■ DATA SUPPLIED ■

--------

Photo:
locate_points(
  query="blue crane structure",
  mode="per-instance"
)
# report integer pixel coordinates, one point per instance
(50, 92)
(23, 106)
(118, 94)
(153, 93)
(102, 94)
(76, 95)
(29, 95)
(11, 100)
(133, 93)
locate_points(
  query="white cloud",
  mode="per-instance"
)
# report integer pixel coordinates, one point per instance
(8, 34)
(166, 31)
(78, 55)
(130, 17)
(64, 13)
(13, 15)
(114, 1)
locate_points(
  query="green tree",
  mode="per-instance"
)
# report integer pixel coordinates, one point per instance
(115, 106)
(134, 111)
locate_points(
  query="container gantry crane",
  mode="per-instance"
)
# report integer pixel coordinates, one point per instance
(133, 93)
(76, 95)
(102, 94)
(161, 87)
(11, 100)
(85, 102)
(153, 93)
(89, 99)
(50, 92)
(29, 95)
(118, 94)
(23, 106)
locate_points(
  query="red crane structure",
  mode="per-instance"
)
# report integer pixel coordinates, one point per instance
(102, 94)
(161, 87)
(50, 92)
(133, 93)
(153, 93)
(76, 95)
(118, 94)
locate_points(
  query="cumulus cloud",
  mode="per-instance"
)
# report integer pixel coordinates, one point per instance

--------

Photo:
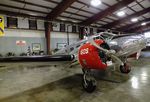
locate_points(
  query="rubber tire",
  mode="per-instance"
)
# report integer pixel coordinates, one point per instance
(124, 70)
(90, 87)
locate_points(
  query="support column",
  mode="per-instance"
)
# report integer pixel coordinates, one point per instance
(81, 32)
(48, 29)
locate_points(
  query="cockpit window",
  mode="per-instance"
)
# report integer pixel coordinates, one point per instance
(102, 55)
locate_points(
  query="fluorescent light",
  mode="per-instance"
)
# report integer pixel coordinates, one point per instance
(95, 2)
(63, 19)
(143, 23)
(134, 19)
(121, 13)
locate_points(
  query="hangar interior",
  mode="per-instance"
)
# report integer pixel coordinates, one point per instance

--------

■ WHAT TO PRODUCE ■
Filter the listing above, keeping only the lines with "structure".

■ ANSWER SECTION ■
  query="blue crane structure",
  query="red crane structure",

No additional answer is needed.